== DIRECTIONS ==
Set down the complete data exactly as it appears below.

- - - - - - -

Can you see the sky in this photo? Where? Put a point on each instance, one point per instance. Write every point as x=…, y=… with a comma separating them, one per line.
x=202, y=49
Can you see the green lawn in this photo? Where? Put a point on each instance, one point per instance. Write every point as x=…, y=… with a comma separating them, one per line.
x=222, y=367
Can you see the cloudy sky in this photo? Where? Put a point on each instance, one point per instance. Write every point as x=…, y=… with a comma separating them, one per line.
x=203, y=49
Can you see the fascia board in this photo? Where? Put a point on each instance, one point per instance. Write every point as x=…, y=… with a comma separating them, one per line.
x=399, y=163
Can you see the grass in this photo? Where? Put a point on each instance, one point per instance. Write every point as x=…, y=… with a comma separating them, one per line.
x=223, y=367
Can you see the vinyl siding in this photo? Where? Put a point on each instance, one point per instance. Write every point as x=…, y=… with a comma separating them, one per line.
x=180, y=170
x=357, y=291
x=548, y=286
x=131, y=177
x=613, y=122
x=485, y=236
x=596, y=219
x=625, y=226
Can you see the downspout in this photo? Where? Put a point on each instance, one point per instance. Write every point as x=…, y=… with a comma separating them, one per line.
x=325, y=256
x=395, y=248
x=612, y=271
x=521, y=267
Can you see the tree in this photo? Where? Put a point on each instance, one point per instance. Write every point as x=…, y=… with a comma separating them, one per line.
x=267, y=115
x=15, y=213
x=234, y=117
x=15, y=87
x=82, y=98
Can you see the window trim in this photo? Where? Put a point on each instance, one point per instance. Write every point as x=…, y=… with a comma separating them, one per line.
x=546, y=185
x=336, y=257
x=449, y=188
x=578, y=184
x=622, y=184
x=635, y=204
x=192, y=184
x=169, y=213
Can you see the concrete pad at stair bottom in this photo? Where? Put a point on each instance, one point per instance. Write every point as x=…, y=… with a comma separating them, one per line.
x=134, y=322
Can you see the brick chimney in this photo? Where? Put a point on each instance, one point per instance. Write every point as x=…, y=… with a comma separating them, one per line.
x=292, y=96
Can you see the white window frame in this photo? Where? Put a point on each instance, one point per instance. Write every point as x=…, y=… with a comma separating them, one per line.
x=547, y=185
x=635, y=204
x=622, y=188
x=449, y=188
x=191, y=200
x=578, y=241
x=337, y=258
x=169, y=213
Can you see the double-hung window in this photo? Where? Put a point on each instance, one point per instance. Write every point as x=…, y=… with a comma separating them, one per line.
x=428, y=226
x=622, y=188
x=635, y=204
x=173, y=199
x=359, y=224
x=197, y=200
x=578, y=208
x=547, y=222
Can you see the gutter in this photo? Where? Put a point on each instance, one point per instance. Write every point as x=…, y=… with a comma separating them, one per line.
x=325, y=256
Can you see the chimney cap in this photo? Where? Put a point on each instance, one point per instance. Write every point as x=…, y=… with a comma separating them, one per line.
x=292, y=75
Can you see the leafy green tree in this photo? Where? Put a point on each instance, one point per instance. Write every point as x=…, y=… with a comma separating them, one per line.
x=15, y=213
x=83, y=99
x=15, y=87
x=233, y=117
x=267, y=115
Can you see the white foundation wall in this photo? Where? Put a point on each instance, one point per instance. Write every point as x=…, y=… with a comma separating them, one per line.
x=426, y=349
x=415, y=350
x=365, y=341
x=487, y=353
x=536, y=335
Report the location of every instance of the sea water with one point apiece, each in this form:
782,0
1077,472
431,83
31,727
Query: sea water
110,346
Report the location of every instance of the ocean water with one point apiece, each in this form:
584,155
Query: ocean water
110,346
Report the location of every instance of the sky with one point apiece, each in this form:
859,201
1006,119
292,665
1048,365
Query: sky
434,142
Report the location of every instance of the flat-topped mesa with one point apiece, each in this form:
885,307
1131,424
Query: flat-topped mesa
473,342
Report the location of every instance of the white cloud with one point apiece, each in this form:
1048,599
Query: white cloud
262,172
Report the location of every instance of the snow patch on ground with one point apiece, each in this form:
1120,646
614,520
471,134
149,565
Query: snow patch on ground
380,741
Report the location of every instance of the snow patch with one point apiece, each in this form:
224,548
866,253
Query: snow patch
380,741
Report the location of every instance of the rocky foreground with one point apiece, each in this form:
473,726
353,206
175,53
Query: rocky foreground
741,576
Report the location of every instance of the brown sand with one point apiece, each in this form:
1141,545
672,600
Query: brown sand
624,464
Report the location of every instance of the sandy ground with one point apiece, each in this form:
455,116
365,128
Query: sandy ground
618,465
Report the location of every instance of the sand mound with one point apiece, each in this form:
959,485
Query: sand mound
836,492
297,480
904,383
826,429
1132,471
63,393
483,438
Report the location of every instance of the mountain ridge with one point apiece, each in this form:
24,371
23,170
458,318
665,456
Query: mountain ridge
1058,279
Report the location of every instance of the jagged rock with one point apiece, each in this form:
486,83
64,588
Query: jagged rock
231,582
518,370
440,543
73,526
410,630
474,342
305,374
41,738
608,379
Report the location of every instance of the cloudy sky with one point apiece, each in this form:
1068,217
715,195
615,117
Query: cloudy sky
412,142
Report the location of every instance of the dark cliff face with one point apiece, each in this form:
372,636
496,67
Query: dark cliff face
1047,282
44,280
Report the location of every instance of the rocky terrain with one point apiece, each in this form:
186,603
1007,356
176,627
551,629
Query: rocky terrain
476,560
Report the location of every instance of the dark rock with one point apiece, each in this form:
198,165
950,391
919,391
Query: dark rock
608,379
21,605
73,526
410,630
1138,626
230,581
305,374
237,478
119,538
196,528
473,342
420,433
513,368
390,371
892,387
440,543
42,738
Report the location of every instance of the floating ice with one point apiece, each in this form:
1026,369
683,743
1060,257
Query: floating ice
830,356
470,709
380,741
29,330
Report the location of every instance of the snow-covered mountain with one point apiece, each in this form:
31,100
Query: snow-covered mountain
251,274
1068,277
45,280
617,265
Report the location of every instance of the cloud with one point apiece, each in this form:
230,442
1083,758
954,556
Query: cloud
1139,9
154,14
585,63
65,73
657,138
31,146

- - - - - - -

== WRITTEN RESPONSE ==
Can you see the sky in this photo? Where? Put a point on each instance, one point per instance. Write every point as x=…, y=… with a comma separating them, one per line.
x=202, y=49
Can you see the green lawn in this photo? Where? Put a point on each instance, one point per instance. Write every point as x=…, y=… with a comma separating them, one per line.
x=222, y=367
Can you see the cloudy sky in this photo? Where? Put a point on each instance, one point per instance. Write every point as x=…, y=… with a comma separating them, one per line.
x=203, y=49
Can you see the fascia board in this photo? Where? Put a point on each instance, one point per instance. Write every point as x=…, y=… with a comma separating them, one per line.
x=399, y=163
Can you see the grass in this photo? Where? Put a point on each instance, one point per instance. Write every point as x=…, y=… with a comma separating them, one per line.
x=223, y=367
Can you see the vinyl siding in this photo? Where? Put a point on each instance, one point per instance. Write every point as x=…, y=… with a comma separating them, one per line.
x=180, y=170
x=357, y=291
x=548, y=286
x=131, y=177
x=613, y=122
x=485, y=236
x=596, y=219
x=625, y=226
Can you see the downspout in this photo? Where? Put a point on each instance, one point per instance. Write every point as x=…, y=… with a comma separating them, one per line.
x=325, y=256
x=395, y=248
x=612, y=271
x=521, y=267
Can you see the tree in this photo? Where? Put a point on each instance, one point per instance. Write every point as x=…, y=… with a comma separating them, one per line.
x=267, y=115
x=15, y=213
x=234, y=117
x=15, y=87
x=82, y=98
Can you see the window trim in this photo? Where? Put a point on each instance, one point per instance. Write every point as x=…, y=… with a comma separating them, one per line.
x=546, y=185
x=336, y=257
x=449, y=188
x=578, y=184
x=622, y=184
x=635, y=204
x=192, y=184
x=169, y=213
Can you see the concrete pad at stair bottom in this photo? Where? Put a point on each instance, one point per instance. Write every point as x=…, y=… with a comma separating them, one per line.
x=134, y=322
Can you see the brick chimney in this photo? Where? Put a point on each instance, one point per instance. Write every point as x=…, y=… with a comma separating them, one per line.
x=292, y=96
Can you see the white window frame in this photo? Where? Put a point on each instance, one point per instance. Write every point as x=…, y=… with a comma separating them, one per line.
x=547, y=185
x=635, y=204
x=622, y=188
x=449, y=188
x=191, y=200
x=578, y=241
x=337, y=258
x=169, y=213
Can you see the double-hung window in this photo? Where? Put a point on each instance, one point per instance. Write every point as x=…, y=… with a comma separating them, one per line.
x=428, y=226
x=622, y=188
x=635, y=204
x=173, y=199
x=359, y=224
x=197, y=200
x=578, y=208
x=547, y=222
Can you see the gutter in this photo? Where? Put a point on each instance, one point per instance. Write every point as x=…, y=… with a comma separating them, one per line.
x=325, y=256
Can you see the chimney cap in this photo? Where? Put a point on each instance, one point per instance. Write every point as x=…, y=… with a comma separating them, one per line.
x=292, y=75
Can you see the leafy green tree in this photo? Where? Put a point on each instance, one point per instance. Write every point as x=…, y=… with a comma separating them, one per line.
x=15, y=213
x=83, y=99
x=15, y=87
x=233, y=117
x=267, y=115
Can you see the white foundation wall in this photo? Where? Put a point on each instance, one point per instance. Write every point as x=…, y=… with a comma separating them, one per line.
x=426, y=349
x=415, y=350
x=365, y=341
x=487, y=353
x=536, y=335
Report the location of every instance of the sea water with one point apiece, each in this form:
782,0
1077,472
431,83
31,727
Query: sea water
110,346
Report the location of every instance of the ocean water with one point apiece, each in this form:
584,155
Query: ocean water
110,346
Report the location of every instance of the sky with one point apiece, each in this form:
859,201
1006,119
292,665
1048,365
Query: sky
434,142
Report the location of every instance of the flat-topped mesa with one point apiece, each in this form:
885,307
1131,424
Query: flat-topped mesa
473,342
Report the location of every instance of the white cloud with one point apiece, each in this form:
1048,599
Query: white cloud
262,172
Report the location of every instance of the snow patch on ground with one point apiece, each in this form:
1120,646
614,520
471,134
149,565
Query: snow patch on ground
380,741
Report the location of every instance of the snow patch with one point apiece, each in this form:
224,548
866,253
Query: snow patch
380,741
Report the location of every instance of the rocky foreground with one point apiece, each in this form:
473,726
353,206
175,53
Query: rocky foreground
741,576
Report the location of every instance of the brown sand with one point apiece, each in this form:
1141,545
672,600
Query: brown sand
624,464
Report the location of every instance of the sandy ground with one point apiece, each in this form:
455,116
365,128
Query: sandy ground
618,465
Report the location of every instance of the sand mound with one point apiece, each in this form:
959,485
Query: sand mound
836,492
297,480
904,383
826,429
1132,471
63,393
483,438
Report the location of every instance of the mountain ridge with one point apiece, each in this form:
24,371
23,170
458,318
665,456
Query: mountain ridge
1058,279
Report the location of every instance of the jagged rock with one point apiece, each in this form:
486,83
64,588
Query: jagged rock
231,582
518,370
440,543
73,526
410,630
474,342
305,374
41,738
608,379
Report the location of every instance of the cloudy sky with one point apiece, each in this form:
1068,217
715,195
615,117
Query: cloudy sky
412,142
Report the location of every instance of the dark cliff face with one point apiece, each in this form:
372,636
496,67
Query: dark cliff face
1047,282
44,280
Report the location of every instance of the rocky terrain with one point apiece, each in this form:
186,603
1007,356
176,627
551,629
Query: rocky terrain
476,560
Report the location of every instance of the dark rock with one point apiece, each in this form:
198,165
950,391
919,391
Query: dark rock
608,379
21,605
73,526
410,630
1138,626
230,581
305,374
237,478
119,538
196,528
473,342
420,433
513,368
390,371
892,387
440,543
42,738
Report the location of every instance of the floating ice with one point apiece, each in this form:
1026,369
683,743
1060,257
Query: floating ice
830,356
470,709
380,741
29,330
Report the location of every instance of the snow-covered mountain with one point apiece, each in this form:
31,100
Query: snow-covered mountain
251,274
1068,277
45,280
617,265
Report the location of every instance of the cloud with one point apiece, each in this form:
230,442
1083,758
954,556
Query: cloud
1139,9
154,14
585,63
65,73
657,138
31,146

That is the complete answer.